Nothing's perfect. On the negative side, being amateurs, they were using LePages water based white glue for assembly and diluting it with water to attach covering then further diluting it to brush or roll on for sizing. Hence their minor rusting problems. Some "carpenters" [they were all amateurs] chose to staple fabric on the rear while others chose the edges and the 'sinners' stapled on the face then trimmed the excess while the thinned glue was still setting. Their theory was a layer of masking tape across joints would hide all sins.
Sorry! That's far too many syllables on the joys of amateur carpentry for a blind, decrepit, sound and lighting guy.
Anybody remember a thread from a couple of years ago where someone claimed he'd been lighting shows since the days of candles and got off on a tangent about experimenting with improvements in the wicking of whale oil?
It wasn't @JonCarter but I can't recall who it was.
Toodleoo!
Ron Hebbard.


----------



## JonCarter (Oct 5, 2017)

No, Ron, I came along a _little_ later than the whale oil days.

| Extracted data |
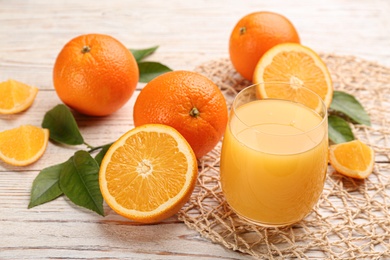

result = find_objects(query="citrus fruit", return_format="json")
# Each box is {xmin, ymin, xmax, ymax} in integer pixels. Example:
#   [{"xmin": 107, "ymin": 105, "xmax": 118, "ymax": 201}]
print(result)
[
  {"xmin": 0, "ymin": 79, "xmax": 38, "ymax": 114},
  {"xmin": 329, "ymin": 140, "xmax": 374, "ymax": 179},
  {"xmin": 133, "ymin": 71, "xmax": 227, "ymax": 158},
  {"xmin": 53, "ymin": 34, "xmax": 139, "ymax": 116},
  {"xmin": 99, "ymin": 124, "xmax": 198, "ymax": 223},
  {"xmin": 253, "ymin": 43, "xmax": 333, "ymax": 108},
  {"xmin": 0, "ymin": 125, "xmax": 49, "ymax": 166},
  {"xmin": 229, "ymin": 12, "xmax": 300, "ymax": 80}
]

| Task prompt |
Reproduce, word for word, the part of the forum excerpt on amateur stage carpentry between "Anybody remember a" and "who it was.", inclusive.

| Written solution |
Anybody remember a thread from a couple of years ago where someone claimed he'd been lighting shows since the days of candles and got off on a tangent about experimenting with improvements in the wicking of whale oil?
It wasn't @JonCarter but I can't recall who it was.